··· Rows ···

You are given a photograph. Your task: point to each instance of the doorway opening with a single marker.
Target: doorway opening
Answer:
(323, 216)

···
··· Rows ···

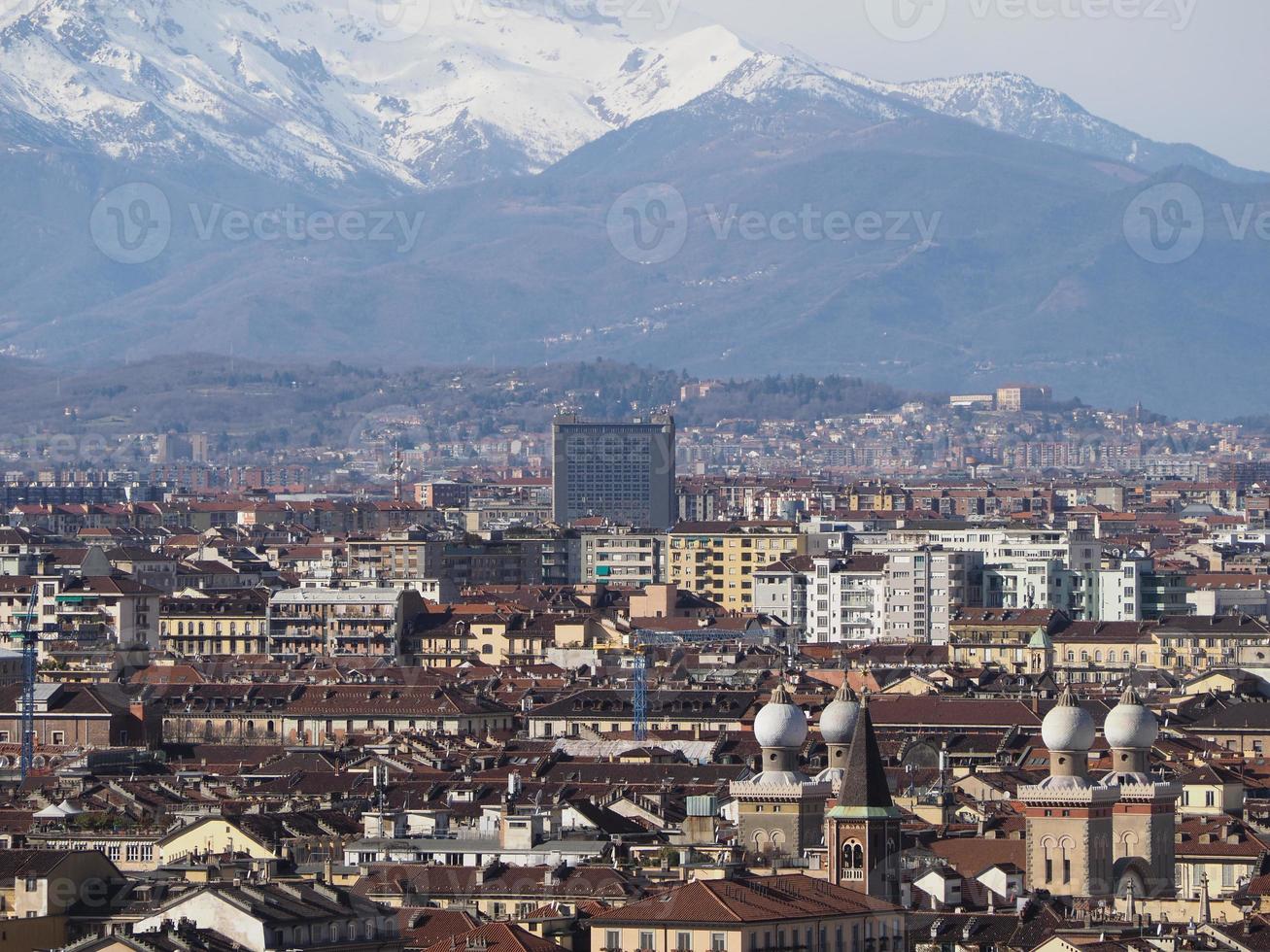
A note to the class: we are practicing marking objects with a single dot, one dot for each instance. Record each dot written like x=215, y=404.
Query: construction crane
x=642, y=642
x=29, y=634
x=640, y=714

···
··· Rows ···

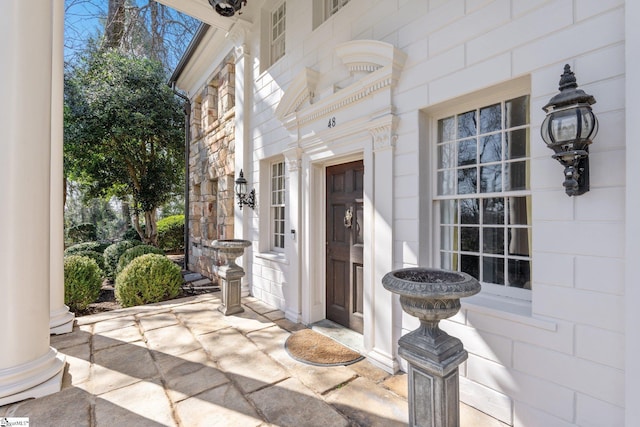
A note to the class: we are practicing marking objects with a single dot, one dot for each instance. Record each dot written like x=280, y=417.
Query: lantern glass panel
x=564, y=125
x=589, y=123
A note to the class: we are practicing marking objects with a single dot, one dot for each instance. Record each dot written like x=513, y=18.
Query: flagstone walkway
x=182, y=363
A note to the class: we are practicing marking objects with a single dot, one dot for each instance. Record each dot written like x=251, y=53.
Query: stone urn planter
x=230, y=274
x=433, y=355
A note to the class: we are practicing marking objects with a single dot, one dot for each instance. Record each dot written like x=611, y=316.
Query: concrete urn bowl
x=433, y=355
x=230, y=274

···

* _Given task_
Pull out every line of the material above that contains the string "practicing", treating uppercase and lowercase letters as different.

* _Task response_
A note to the class: we are practicing marking objects with a single dot, one dot for each instance. Record each dot written like x=215, y=404.
A note to the class: we are practicing marking objects with a single dot, one dot for each instance. Record each dot written like x=280, y=417.
A note to the class: we are practicing marking objects with a single dot, one dot for each instance. Record each dot written like x=513, y=18.
A note to the class: we are practicing marking objects with a single dot, one dot for each instance. Record each dot written like x=251, y=53.
A note to the class: we are practicing marking objects with a single dot, one dot for each instance. Record each dot written like x=611, y=316.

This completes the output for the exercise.